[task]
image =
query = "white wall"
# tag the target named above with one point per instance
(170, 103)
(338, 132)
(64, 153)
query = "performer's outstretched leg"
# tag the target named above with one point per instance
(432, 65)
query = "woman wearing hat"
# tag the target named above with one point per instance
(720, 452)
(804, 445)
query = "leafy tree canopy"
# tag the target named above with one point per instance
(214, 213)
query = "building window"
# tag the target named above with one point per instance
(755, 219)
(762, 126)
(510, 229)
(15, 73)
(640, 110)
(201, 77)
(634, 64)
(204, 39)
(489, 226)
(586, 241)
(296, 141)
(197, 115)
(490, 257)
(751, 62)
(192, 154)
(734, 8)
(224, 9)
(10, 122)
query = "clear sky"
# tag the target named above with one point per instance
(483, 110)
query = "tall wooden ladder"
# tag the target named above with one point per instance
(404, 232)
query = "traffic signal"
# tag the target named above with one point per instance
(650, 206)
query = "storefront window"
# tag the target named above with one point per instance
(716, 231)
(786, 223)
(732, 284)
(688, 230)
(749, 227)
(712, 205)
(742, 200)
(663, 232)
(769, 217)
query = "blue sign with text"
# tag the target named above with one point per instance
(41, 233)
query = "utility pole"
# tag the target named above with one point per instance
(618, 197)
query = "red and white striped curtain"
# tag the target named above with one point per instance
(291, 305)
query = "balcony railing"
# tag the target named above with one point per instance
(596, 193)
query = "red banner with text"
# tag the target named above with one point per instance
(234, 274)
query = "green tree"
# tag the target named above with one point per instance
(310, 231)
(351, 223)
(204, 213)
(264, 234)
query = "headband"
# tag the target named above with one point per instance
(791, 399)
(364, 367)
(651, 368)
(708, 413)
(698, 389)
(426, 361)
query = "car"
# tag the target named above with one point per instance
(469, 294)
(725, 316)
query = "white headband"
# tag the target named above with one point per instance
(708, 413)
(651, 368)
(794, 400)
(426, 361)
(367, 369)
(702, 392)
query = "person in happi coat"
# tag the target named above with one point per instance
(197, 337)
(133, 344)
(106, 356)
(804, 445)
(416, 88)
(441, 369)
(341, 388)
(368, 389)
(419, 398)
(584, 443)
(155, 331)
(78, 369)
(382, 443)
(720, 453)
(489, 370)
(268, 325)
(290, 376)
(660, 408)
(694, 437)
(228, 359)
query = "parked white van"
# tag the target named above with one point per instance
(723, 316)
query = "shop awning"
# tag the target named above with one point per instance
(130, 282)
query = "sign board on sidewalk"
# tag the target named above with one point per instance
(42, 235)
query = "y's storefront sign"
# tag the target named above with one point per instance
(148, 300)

────

▸ GIVEN EXERCISE:
Every line from the one containing "and white striped" through the last line of the entries must be written out verbatim, and no other line.

▸ THE COMPLETED TASK:
query = "red and white striped curtain"
# tag the target named above with one point per instance
(291, 305)
query = "balcony railing"
# tag the target named above with one point per instance
(596, 193)
query = "red banner with text"
# tag the target named above with one point per instance
(234, 274)
query = "green tree"
# tag the target named above with one point per instance
(310, 231)
(351, 223)
(204, 213)
(264, 234)
query = "headband"
# tag the target named above with one point per instance
(791, 399)
(364, 367)
(651, 368)
(708, 413)
(698, 389)
(426, 361)
query = "car"
# tag the target named above with one point per instance
(469, 294)
(725, 316)
query = "white headband"
# tag the target named above with one point per instance
(708, 413)
(651, 368)
(794, 400)
(426, 361)
(367, 369)
(702, 392)
query = "person in happi coat"
# tag the target named above with one point per instance
(197, 337)
(133, 344)
(106, 356)
(804, 445)
(416, 88)
(441, 369)
(341, 388)
(368, 389)
(419, 398)
(584, 443)
(155, 331)
(78, 369)
(382, 443)
(720, 453)
(489, 370)
(268, 325)
(290, 376)
(660, 408)
(694, 437)
(228, 359)
query = "parked white van"
# tag the target named above with one point per instance
(723, 316)
query = "shop awning"
# tag the target named above with one point per instance
(130, 282)
query = "sign board on sidewalk"
# tag the target named above with one point per instance
(42, 235)
query = "y's storefront sign"
# tag the target named above with one point per instance
(148, 300)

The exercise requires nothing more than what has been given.